*GOAL 1*
From the band interview excerpt below, extract the passage starting with "Was it an important" and going on through "for the better?".

*PAGE EXCERPT*
....

Jim Riley (bass): “This is the first time that all five people in the band, for the overwhelming majority of the actual studio time, were all together in the room. In the last two processes specifically, Aaron Brooks [founding guitarist, who departed in 2014] really took on a bulk of that responsibility for putting the songs together. Each of us was there for our portion of the record, but he was the guy that was in the room the entire time. And this time, as much as humanly possible, all five of us were in the room with Will [Putney] and Jeremy [McKinnon], actively participating in the process. It was real a team effort. And I think that that paid big dividends for us. It felt like we were supporting each other through stuff that was not always easy to like accomplish.”

Was it an important decision for you to go through this process together in such a manner?
Jonathan: “I think this record is not just a record we needed to do as the band, but for the five of us it became about overcoming an obstacle and that we all went through it together. In the past, it was like, ‘Cool, I can come do my part, and then I can kind of take off.’ But this was all of us doing it together, all a part of it, and I think that means so much to us, and the ethos behind the band. It means a lot.”

Do you think it also impacted the end result for the better?

....

[Source records]
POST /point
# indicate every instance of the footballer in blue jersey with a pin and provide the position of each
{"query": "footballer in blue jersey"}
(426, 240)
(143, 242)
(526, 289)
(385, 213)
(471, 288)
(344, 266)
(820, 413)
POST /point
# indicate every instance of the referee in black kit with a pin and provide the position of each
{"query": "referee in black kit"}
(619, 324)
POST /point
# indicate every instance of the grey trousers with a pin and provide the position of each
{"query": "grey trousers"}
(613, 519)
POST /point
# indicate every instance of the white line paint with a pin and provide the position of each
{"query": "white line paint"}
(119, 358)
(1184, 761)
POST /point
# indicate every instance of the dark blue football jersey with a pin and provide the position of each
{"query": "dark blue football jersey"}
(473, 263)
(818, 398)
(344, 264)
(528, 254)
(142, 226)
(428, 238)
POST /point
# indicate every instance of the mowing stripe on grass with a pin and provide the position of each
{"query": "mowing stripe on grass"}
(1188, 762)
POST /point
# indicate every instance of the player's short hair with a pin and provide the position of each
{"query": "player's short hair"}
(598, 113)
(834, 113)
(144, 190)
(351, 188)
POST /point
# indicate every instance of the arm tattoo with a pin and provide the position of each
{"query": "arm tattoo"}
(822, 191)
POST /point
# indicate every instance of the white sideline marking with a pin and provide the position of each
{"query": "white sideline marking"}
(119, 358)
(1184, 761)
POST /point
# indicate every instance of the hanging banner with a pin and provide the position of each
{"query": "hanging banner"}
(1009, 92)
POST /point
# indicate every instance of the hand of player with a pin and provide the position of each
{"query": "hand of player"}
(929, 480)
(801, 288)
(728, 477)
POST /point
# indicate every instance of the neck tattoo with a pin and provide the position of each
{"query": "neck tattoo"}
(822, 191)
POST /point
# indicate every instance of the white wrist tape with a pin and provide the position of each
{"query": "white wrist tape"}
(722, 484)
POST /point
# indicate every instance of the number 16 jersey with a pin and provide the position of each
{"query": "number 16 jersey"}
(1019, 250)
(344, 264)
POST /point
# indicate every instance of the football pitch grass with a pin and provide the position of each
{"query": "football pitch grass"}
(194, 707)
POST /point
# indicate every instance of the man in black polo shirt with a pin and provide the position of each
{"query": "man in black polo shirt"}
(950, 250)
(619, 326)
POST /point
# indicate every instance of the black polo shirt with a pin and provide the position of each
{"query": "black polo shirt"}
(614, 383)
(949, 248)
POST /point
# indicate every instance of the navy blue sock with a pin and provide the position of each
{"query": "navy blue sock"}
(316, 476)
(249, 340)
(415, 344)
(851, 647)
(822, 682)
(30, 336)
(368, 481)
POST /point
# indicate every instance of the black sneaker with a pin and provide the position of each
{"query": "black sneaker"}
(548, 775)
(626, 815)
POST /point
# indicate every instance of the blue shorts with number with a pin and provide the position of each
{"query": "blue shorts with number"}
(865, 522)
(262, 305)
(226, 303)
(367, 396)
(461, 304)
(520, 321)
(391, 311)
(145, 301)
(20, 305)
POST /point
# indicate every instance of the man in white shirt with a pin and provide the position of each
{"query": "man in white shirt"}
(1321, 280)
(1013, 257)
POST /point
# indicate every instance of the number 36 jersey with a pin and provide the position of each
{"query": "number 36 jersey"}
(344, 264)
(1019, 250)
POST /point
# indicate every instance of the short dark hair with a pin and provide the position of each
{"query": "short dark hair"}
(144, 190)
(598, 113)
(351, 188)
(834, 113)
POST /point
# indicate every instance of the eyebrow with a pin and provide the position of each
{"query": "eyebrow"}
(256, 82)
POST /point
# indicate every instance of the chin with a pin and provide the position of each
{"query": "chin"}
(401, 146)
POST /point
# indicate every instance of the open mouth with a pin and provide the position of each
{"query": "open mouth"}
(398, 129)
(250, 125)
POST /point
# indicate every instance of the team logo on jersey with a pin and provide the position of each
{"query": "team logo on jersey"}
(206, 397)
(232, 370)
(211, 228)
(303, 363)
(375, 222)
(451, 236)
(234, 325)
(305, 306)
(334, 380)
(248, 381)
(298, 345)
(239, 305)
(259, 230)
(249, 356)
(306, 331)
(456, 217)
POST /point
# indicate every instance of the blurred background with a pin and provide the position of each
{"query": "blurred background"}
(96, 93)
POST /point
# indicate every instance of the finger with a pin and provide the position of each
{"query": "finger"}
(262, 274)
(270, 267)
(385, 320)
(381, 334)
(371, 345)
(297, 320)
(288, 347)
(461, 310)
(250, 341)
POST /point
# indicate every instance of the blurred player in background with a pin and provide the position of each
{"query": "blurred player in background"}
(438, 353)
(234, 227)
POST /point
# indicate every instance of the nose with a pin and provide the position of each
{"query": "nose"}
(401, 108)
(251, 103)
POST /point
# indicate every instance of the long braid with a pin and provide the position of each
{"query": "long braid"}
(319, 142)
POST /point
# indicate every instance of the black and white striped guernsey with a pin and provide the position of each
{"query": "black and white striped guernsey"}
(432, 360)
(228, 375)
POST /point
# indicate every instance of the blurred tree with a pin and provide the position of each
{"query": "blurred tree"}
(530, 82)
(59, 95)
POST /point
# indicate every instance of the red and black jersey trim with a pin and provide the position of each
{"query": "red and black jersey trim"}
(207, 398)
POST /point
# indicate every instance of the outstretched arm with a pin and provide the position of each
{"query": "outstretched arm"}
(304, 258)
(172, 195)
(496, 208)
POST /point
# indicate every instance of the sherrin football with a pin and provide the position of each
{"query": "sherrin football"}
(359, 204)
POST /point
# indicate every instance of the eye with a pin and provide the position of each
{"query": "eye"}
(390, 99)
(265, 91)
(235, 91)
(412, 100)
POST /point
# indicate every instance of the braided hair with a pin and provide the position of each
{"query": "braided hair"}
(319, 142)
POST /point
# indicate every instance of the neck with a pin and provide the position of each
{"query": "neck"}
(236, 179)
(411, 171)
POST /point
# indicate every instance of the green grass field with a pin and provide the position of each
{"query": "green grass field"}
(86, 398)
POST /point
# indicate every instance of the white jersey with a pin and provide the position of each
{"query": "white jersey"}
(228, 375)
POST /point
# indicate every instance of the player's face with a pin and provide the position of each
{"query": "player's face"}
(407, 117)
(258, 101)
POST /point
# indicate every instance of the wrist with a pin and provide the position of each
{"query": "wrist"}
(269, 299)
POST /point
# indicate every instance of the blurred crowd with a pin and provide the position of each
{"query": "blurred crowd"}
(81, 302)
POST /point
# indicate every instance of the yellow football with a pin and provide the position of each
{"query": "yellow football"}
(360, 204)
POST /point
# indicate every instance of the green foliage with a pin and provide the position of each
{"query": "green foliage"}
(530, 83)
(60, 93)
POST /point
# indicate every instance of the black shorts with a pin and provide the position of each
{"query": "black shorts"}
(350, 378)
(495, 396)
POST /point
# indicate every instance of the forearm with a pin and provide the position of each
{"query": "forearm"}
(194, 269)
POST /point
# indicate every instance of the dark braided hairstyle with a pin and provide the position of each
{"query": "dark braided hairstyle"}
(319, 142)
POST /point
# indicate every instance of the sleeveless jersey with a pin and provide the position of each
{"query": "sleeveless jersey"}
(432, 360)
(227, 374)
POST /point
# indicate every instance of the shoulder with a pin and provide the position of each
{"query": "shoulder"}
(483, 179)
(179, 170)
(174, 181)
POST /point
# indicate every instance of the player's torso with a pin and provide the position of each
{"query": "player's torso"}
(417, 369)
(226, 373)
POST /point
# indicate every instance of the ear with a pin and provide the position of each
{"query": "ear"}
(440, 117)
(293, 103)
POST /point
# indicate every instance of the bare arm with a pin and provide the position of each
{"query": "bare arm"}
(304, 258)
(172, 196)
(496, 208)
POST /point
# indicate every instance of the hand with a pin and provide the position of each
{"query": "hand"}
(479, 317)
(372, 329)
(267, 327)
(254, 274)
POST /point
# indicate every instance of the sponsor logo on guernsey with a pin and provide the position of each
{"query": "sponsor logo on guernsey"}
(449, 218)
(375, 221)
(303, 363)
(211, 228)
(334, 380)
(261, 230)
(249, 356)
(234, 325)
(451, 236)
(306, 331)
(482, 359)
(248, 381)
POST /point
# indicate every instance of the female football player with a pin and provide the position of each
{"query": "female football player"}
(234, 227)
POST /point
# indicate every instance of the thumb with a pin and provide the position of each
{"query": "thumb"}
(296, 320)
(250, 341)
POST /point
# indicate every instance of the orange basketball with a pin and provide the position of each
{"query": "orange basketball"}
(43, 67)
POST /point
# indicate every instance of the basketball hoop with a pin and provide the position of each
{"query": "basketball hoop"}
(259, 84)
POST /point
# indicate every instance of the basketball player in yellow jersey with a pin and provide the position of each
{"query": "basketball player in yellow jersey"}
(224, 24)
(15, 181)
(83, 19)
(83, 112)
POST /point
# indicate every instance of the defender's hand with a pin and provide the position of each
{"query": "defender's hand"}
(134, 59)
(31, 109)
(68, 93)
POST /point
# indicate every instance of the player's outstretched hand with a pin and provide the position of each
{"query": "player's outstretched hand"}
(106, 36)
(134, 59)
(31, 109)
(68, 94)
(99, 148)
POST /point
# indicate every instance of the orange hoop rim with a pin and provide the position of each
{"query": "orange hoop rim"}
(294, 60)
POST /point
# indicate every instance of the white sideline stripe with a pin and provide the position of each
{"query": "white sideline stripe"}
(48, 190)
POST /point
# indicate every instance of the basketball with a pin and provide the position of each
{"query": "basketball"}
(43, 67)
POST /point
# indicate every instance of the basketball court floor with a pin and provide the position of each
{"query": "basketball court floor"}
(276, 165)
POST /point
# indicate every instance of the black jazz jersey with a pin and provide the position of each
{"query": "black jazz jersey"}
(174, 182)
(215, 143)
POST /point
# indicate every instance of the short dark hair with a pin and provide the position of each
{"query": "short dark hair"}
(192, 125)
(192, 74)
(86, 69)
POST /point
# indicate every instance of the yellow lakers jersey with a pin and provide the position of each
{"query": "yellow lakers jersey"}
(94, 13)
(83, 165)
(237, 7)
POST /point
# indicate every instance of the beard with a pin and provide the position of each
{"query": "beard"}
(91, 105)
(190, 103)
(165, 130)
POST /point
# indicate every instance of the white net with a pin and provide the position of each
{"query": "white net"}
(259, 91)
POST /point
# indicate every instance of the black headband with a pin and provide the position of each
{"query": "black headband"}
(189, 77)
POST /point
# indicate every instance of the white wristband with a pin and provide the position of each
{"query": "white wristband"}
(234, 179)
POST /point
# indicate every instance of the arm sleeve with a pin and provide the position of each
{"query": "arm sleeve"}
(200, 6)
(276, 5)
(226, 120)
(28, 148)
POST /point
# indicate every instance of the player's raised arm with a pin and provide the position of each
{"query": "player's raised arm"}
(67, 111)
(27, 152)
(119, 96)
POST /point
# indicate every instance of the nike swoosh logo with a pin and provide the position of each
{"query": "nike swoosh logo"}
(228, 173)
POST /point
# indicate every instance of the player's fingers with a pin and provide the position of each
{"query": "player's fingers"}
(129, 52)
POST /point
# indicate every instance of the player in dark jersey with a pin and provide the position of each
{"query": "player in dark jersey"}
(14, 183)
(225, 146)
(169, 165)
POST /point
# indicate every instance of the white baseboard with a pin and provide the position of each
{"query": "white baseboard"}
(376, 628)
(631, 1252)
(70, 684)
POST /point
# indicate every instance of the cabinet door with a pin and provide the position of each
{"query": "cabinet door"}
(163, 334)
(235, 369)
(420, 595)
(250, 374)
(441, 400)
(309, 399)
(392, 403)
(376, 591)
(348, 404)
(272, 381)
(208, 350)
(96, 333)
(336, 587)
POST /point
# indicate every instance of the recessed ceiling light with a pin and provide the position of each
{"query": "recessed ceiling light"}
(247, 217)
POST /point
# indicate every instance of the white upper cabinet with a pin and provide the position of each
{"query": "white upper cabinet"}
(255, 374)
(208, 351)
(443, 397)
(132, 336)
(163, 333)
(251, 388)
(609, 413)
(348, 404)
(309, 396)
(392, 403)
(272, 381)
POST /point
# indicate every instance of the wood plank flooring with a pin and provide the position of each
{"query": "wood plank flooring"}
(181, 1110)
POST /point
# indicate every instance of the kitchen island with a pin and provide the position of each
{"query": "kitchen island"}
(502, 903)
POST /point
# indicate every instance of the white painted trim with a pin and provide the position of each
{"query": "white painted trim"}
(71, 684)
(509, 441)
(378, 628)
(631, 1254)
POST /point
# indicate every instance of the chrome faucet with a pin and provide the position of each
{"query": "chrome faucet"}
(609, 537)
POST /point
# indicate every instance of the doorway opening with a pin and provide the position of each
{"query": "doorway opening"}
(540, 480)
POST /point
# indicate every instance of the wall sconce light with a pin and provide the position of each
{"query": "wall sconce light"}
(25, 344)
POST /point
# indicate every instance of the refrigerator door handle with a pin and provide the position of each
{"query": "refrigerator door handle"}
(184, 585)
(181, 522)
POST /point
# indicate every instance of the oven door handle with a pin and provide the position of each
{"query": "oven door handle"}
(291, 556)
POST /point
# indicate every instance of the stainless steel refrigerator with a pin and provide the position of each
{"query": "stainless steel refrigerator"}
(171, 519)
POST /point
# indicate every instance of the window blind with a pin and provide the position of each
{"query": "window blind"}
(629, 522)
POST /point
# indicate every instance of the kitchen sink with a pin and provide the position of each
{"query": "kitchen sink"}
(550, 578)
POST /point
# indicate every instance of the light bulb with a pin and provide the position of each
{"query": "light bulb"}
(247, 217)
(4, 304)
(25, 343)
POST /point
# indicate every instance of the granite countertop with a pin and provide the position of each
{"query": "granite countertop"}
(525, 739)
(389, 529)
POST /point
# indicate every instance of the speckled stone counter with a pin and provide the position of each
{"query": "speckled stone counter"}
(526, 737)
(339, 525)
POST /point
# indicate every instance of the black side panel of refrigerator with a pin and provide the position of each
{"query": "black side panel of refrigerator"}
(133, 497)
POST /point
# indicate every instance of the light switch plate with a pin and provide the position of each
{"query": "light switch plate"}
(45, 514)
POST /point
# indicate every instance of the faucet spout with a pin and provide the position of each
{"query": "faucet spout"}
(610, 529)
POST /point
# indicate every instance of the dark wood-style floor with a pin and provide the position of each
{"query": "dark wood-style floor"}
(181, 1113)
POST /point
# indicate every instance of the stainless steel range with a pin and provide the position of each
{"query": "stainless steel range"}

....

*GOAL 2*
Pick out each line of the entries above that contains the string "hoop", treating uppercase and lowercase as different.

*WORKED SOLUTION 1*
Was it an important decision for you to go through this process together in such a manner?
Jonathan: “I think this record is not just a record we needed to do as the band, but for the five of us it became about overcoming an obstacle and that we all went through it together. In the past, it was like, ‘Cool, I can come do my part, and then I can kind of take off.’ But this was all of us doing it together, all a part of it, and I think that means so much to us, and the ethos behind the band. It means a lot.”

Do you think it also impacted the end result for the better?

*WORKED SOLUTION 2*
# indicate every instance of the basketball hoop with a pin and provide the position of each
{"query": "basketball hoop"}
# indicate every instance of the orange hoop rim with a pin and provide the position of each
{"query": "orange hoop rim"}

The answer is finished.